- PROVIDED TEXT -
======
Monday, June 27, 2011

Visitation rights...

Who the hell does he think he is?!?!

This is the question I yelled as I threw an oven mitt across the kitchen and against the wall early this evening as I realized another reason why The Ex Man and I are no longer. It's just lucky for the kitchen wall and the neighbours that I didn't choose something a little more smashy to throw, although the kitchen chair was my next obvious choice.

The Ex Man is leaving the abode in exactly 5 days, three hours and 55 minutes. I had invited a mutual friend over for dinner and asked if he wanted to partake in the chicken/shrimp/roasted vegetable combo that we would be ingesting for dinner. With an irritated look on his face and several minutes and a deer in a headlight look later, he said no, that he didn't feel like it. I took that as his answer, and although annoyed about the look on his face and the fact that it took over 10 minutes to answer, I headed out to pick up the chicken breast and roasted potatoes I was missing. I was gone less than 20 minutes. It is also important to note that the said friend was bringing her dog so Boyo and he could be introduced.
======
- RECORD EXCERPTS -
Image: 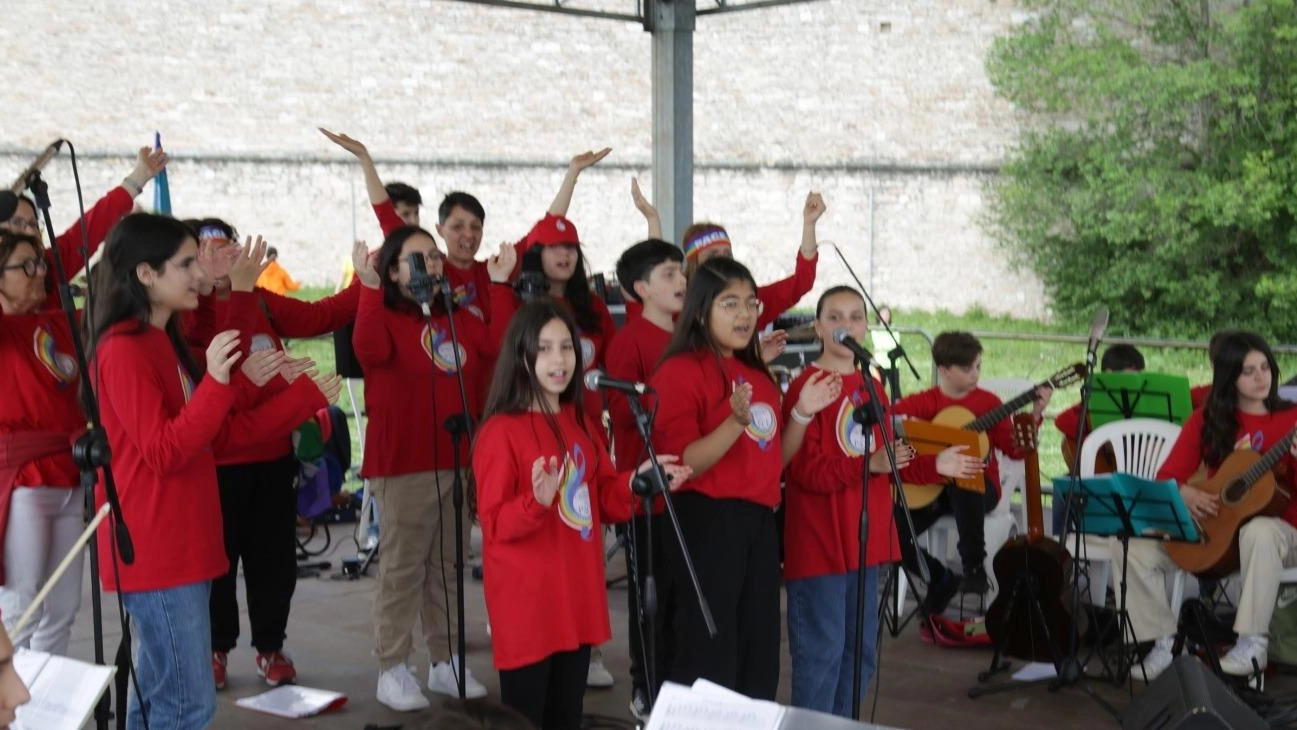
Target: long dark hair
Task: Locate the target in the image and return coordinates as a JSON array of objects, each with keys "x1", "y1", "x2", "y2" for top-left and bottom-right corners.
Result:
[
  {"x1": 376, "y1": 226, "x2": 454, "y2": 316},
  {"x1": 482, "y1": 298, "x2": 589, "y2": 451},
  {"x1": 87, "y1": 213, "x2": 202, "y2": 380},
  {"x1": 523, "y1": 244, "x2": 603, "y2": 333},
  {"x1": 1202, "y1": 329, "x2": 1292, "y2": 468},
  {"x1": 661, "y1": 257, "x2": 776, "y2": 393}
]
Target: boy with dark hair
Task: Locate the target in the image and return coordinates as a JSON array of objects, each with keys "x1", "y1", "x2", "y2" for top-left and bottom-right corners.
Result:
[
  {"x1": 604, "y1": 239, "x2": 685, "y2": 720},
  {"x1": 892, "y1": 332, "x2": 1053, "y2": 613},
  {"x1": 383, "y1": 183, "x2": 423, "y2": 226}
]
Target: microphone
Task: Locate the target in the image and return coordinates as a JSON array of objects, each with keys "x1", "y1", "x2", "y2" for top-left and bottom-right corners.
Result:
[
  {"x1": 585, "y1": 370, "x2": 652, "y2": 395},
  {"x1": 407, "y1": 252, "x2": 432, "y2": 316},
  {"x1": 9, "y1": 137, "x2": 65, "y2": 193},
  {"x1": 833, "y1": 327, "x2": 874, "y2": 363},
  {"x1": 1087, "y1": 305, "x2": 1108, "y2": 353}
]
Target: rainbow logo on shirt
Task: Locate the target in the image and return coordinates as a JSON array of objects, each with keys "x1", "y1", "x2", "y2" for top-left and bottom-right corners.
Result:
[
  {"x1": 835, "y1": 392, "x2": 874, "y2": 456},
  {"x1": 175, "y1": 364, "x2": 193, "y2": 403},
  {"x1": 31, "y1": 324, "x2": 77, "y2": 390},
  {"x1": 420, "y1": 325, "x2": 468, "y2": 375},
  {"x1": 558, "y1": 446, "x2": 594, "y2": 539}
]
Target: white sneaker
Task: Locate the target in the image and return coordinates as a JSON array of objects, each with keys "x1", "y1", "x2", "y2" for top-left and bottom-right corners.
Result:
[
  {"x1": 585, "y1": 648, "x2": 615, "y2": 690},
  {"x1": 1220, "y1": 634, "x2": 1270, "y2": 677},
  {"x1": 428, "y1": 656, "x2": 486, "y2": 699},
  {"x1": 1131, "y1": 635, "x2": 1175, "y2": 682},
  {"x1": 379, "y1": 664, "x2": 428, "y2": 712}
]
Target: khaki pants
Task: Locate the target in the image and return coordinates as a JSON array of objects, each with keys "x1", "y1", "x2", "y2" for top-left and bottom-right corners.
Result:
[
  {"x1": 368, "y1": 469, "x2": 470, "y2": 672},
  {"x1": 1113, "y1": 517, "x2": 1297, "y2": 642}
]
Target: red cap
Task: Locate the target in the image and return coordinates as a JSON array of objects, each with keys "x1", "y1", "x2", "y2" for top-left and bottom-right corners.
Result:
[{"x1": 523, "y1": 213, "x2": 581, "y2": 248}]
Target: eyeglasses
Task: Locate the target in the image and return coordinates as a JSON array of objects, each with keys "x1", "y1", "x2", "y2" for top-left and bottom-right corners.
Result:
[
  {"x1": 4, "y1": 258, "x2": 49, "y2": 279},
  {"x1": 716, "y1": 297, "x2": 765, "y2": 315},
  {"x1": 4, "y1": 215, "x2": 40, "y2": 233}
]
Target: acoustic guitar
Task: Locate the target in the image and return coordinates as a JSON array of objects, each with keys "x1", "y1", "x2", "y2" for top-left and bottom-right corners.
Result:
[
  {"x1": 986, "y1": 414, "x2": 1083, "y2": 663},
  {"x1": 901, "y1": 363, "x2": 1086, "y2": 510},
  {"x1": 1166, "y1": 428, "x2": 1297, "y2": 578}
]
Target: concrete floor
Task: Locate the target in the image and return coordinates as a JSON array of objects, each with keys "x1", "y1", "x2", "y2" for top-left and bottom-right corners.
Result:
[{"x1": 58, "y1": 525, "x2": 1291, "y2": 730}]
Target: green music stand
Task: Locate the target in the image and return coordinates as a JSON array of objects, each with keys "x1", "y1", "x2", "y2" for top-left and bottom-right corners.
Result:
[{"x1": 1089, "y1": 372, "x2": 1193, "y2": 428}]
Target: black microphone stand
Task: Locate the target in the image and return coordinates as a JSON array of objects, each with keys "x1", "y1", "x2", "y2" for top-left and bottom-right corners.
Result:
[
  {"x1": 420, "y1": 276, "x2": 473, "y2": 699},
  {"x1": 851, "y1": 347, "x2": 931, "y2": 721},
  {"x1": 25, "y1": 158, "x2": 136, "y2": 730},
  {"x1": 626, "y1": 393, "x2": 716, "y2": 707}
]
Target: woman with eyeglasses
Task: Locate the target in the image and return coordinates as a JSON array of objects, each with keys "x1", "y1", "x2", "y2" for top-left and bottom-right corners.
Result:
[{"x1": 0, "y1": 147, "x2": 167, "y2": 309}]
======
Return the passage from the blog post on visitation rights, starting at "Monday, June 27, 2011" and ending at "next obvious choice.", copied word for word.

Monday, June 27, 2011

Visitation rights...

Who the hell does he think he is?!?!

This is the question I yelled as I threw an oven mitt across the kitchen and against the wall early this evening as I realized another reason why The Ex Man and I are no longer. It's just lucky for the kitchen wall and the neighbours that I didn't choose something a little more smashy to throw, although the kitchen chair was my next obvious choice.